**AVAILABLE DATA**

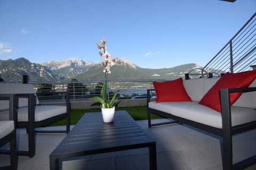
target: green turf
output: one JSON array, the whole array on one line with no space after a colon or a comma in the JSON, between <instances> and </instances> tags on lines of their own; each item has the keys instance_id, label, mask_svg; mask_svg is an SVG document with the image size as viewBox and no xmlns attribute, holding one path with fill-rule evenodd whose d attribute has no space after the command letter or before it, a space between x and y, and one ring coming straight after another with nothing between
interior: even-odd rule
<instances>
[{"instance_id":1,"label":"green turf","mask_svg":"<svg viewBox=\"0 0 256 170\"><path fill-rule=\"evenodd\" d=\"M116 110L126 110L132 118L136 121L147 119L147 106L136 106L128 107L116 107ZM70 124L76 124L83 115L86 113L101 112L100 108L89 109L71 109ZM151 114L152 119L161 118L162 117L153 114ZM64 125L66 120L62 120L51 124L51 126Z\"/></svg>"}]
</instances>

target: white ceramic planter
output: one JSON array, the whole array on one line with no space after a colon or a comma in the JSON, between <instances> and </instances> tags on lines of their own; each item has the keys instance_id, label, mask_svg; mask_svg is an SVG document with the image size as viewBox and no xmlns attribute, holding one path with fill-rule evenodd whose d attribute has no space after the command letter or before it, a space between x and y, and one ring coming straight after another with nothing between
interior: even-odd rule
<instances>
[{"instance_id":1,"label":"white ceramic planter","mask_svg":"<svg viewBox=\"0 0 256 170\"><path fill-rule=\"evenodd\" d=\"M105 123L110 123L113 122L114 116L115 116L115 107L109 108L101 108L103 121Z\"/></svg>"}]
</instances>

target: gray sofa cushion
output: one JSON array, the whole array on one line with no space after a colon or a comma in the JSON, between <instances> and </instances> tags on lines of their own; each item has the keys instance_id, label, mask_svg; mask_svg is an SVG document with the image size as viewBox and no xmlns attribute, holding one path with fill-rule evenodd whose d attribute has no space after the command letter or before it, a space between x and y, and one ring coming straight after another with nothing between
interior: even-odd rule
<instances>
[{"instance_id":1,"label":"gray sofa cushion","mask_svg":"<svg viewBox=\"0 0 256 170\"><path fill-rule=\"evenodd\" d=\"M149 103L149 107L218 129L222 128L221 113L196 101ZM231 106L232 126L256 121L256 110Z\"/></svg>"}]
</instances>

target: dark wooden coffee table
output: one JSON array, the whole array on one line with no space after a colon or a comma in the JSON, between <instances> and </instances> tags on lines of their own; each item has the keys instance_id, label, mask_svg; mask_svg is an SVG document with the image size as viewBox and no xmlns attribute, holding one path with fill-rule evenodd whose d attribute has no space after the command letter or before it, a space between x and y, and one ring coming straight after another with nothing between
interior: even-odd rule
<instances>
[{"instance_id":1,"label":"dark wooden coffee table","mask_svg":"<svg viewBox=\"0 0 256 170\"><path fill-rule=\"evenodd\" d=\"M103 122L101 113L86 113L50 155L50 169L59 169L60 159L148 147L150 169L156 169L156 142L126 111L116 111L114 122Z\"/></svg>"}]
</instances>

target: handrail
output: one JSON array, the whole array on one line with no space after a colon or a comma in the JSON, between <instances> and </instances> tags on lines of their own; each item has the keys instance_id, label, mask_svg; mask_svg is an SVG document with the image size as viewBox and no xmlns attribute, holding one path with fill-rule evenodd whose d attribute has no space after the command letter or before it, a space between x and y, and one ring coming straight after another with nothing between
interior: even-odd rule
<instances>
[{"instance_id":1,"label":"handrail","mask_svg":"<svg viewBox=\"0 0 256 170\"><path fill-rule=\"evenodd\" d=\"M256 13L203 67L206 73L220 75L239 72L256 64ZM203 72L202 76L204 76Z\"/></svg>"}]
</instances>

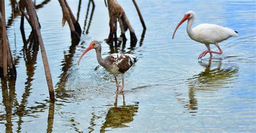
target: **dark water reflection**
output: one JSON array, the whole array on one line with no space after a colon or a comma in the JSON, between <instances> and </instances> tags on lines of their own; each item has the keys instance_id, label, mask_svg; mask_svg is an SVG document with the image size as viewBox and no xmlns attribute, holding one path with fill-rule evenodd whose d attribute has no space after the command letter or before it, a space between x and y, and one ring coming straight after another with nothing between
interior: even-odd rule
<instances>
[{"instance_id":1,"label":"dark water reflection","mask_svg":"<svg viewBox=\"0 0 256 133\"><path fill-rule=\"evenodd\" d=\"M100 127L100 131L105 131L106 128L117 128L128 127L125 124L133 121L133 116L136 115L139 108L139 102L134 105L125 104L124 95L123 94L123 105L117 106L117 97L116 97L113 107L110 107L105 118L105 122Z\"/></svg>"},{"instance_id":2,"label":"dark water reflection","mask_svg":"<svg viewBox=\"0 0 256 133\"><path fill-rule=\"evenodd\" d=\"M197 92L214 93L219 89L225 87L223 86L233 83L234 77L238 76L238 68L233 66L221 67L221 61L212 62L210 60L199 62L199 64L205 68L204 71L186 81L189 88L189 102L184 107L187 108L190 113L197 113L198 110Z\"/></svg>"},{"instance_id":3,"label":"dark water reflection","mask_svg":"<svg viewBox=\"0 0 256 133\"><path fill-rule=\"evenodd\" d=\"M68 1L82 26L79 44L72 43L68 25L62 27L58 1L33 1L42 25L56 102L49 100L41 54L30 25L25 21L24 28L19 31L17 8L6 3L8 35L18 73L16 80L2 81L0 132L256 129L253 1L137 1L146 32L132 2L120 0L139 40L131 43L129 39L120 40L109 45L104 41L109 28L103 1ZM198 15L196 25L217 24L237 29L240 36L220 44L223 54L210 61L205 57L198 63L198 54L205 48L189 39L185 26L180 27L177 38L171 40L177 21L188 9ZM115 97L114 80L98 65L95 51L85 55L77 66L80 54L95 40L102 42L103 56L115 53L137 56L138 61L125 76L123 95Z\"/></svg>"}]
</instances>

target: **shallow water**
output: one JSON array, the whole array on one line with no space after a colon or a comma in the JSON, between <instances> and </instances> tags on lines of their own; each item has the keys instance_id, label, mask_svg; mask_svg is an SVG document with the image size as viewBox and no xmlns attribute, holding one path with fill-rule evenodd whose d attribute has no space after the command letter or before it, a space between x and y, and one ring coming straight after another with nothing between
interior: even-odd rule
<instances>
[{"instance_id":1,"label":"shallow water","mask_svg":"<svg viewBox=\"0 0 256 133\"><path fill-rule=\"evenodd\" d=\"M118 1L138 39L131 47L129 39L126 45L110 46L105 42L109 16L102 1L95 1L95 8L82 1L79 13L79 1L68 2L83 29L78 45L72 45L67 24L62 27L58 1L36 1L36 4L45 3L37 12L55 85L55 104L49 101L40 51L32 42L23 45L20 16L10 20L11 8L6 2L8 33L18 73L16 82L5 85L8 89L2 85L0 90L0 131L255 131L255 1L137 1L147 26L144 35L131 1ZM194 26L215 24L238 31L239 36L220 43L223 54L214 55L211 61L207 55L198 62L206 48L189 38L186 24L171 39L188 10L197 13ZM26 23L26 39L30 31ZM119 53L137 56L125 75L124 92L117 98L113 77L98 65L94 51L77 65L82 51L95 40L102 42L104 56ZM214 46L211 48L218 50Z\"/></svg>"}]
</instances>

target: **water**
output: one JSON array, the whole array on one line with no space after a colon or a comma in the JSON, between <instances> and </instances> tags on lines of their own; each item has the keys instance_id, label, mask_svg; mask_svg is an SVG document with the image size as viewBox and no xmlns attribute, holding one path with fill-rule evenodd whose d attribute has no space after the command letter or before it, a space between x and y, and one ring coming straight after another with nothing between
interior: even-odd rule
<instances>
[{"instance_id":1,"label":"water","mask_svg":"<svg viewBox=\"0 0 256 133\"><path fill-rule=\"evenodd\" d=\"M68 25L62 27L58 2L36 1L36 4L45 3L38 6L37 12L55 85L55 104L49 101L40 51L33 43L24 46L20 16L8 21L18 73L16 82L8 82L9 89L2 85L0 90L0 131L254 131L255 1L137 1L147 26L142 37L132 2L118 1L138 39L131 47L129 38L126 45L110 47L105 42L109 17L102 1L95 1L94 10L91 4L87 9L88 2L82 1L79 14L79 1L68 2L83 29L77 46L72 45ZM6 3L6 19L11 20L11 8ZM196 13L194 26L215 24L238 31L239 36L220 43L223 54L214 54L211 61L207 55L198 62L206 48L189 38L185 24L171 39L188 10ZM30 31L25 23L26 39ZM113 77L99 66L93 50L77 65L82 51L95 40L102 42L104 56L113 53L137 56L138 62L125 75L124 92L117 98ZM214 46L211 48L218 50Z\"/></svg>"}]
</instances>

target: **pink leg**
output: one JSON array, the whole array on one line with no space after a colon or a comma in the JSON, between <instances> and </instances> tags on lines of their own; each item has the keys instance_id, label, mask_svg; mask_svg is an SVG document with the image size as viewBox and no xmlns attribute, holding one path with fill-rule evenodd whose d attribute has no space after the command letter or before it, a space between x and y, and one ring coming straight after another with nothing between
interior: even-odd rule
<instances>
[{"instance_id":1,"label":"pink leg","mask_svg":"<svg viewBox=\"0 0 256 133\"><path fill-rule=\"evenodd\" d=\"M122 76L123 77L123 76ZM121 93L122 91L123 90L123 89L124 88L124 77L123 77L122 78L122 86L121 86L121 88L118 90L118 92L120 93Z\"/></svg>"},{"instance_id":2,"label":"pink leg","mask_svg":"<svg viewBox=\"0 0 256 133\"><path fill-rule=\"evenodd\" d=\"M220 47L219 46L217 46L218 48L220 50L219 52L218 51L211 51L210 50L206 50L205 51L204 51L202 52L201 54L200 54L199 57L198 57L198 59L201 58L203 56L205 56L207 53L209 53L210 54L211 57L212 56L212 55L211 55L212 53L213 54L221 54L223 53L223 51Z\"/></svg>"},{"instance_id":3,"label":"pink leg","mask_svg":"<svg viewBox=\"0 0 256 133\"><path fill-rule=\"evenodd\" d=\"M119 88L119 85L118 84L118 82L117 81L117 77L114 77L114 80L116 80L116 85L117 85L117 90L118 91Z\"/></svg>"}]
</instances>

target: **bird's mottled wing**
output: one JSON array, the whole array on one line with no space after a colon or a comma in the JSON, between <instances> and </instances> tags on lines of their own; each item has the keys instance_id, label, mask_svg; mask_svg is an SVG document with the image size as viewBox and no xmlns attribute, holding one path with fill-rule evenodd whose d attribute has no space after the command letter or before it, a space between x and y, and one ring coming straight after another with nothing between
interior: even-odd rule
<instances>
[{"instance_id":1,"label":"bird's mottled wing","mask_svg":"<svg viewBox=\"0 0 256 133\"><path fill-rule=\"evenodd\" d=\"M111 60L119 68L119 71L123 73L131 68L136 60L134 56L123 54L111 54Z\"/></svg>"}]
</instances>

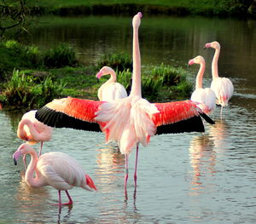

**PROBLEM TO SOLVE**
Change "even-odd rule" to "nonzero rule" in the lines from the one holding "target: **bird's mottled wing**" through the last line, inclusive, and give those lines again with everything else unchanged. Leave the pictures out of your answer.

**ANSWER BELOW**
target: **bird's mottled wing**
output: one JSON array, the whole array on one line with no space after a colon or a comma in the JSON, between <instances> and </instances> tags on lines of their own; each item has the keys instance_id, label, mask_svg; mask_svg is an SVG document with the image size as viewBox and no xmlns attribute, holding one path with fill-rule evenodd whose d attribute has no space after the command letter or before it, a space between x and y, and one ring coming straight after another with nothing between
interior: nonzero rule
<instances>
[{"instance_id":1,"label":"bird's mottled wing","mask_svg":"<svg viewBox=\"0 0 256 133\"><path fill-rule=\"evenodd\" d=\"M111 60L119 68L119 71L123 73L131 68L136 60L134 56L123 54L111 54Z\"/></svg>"}]
</instances>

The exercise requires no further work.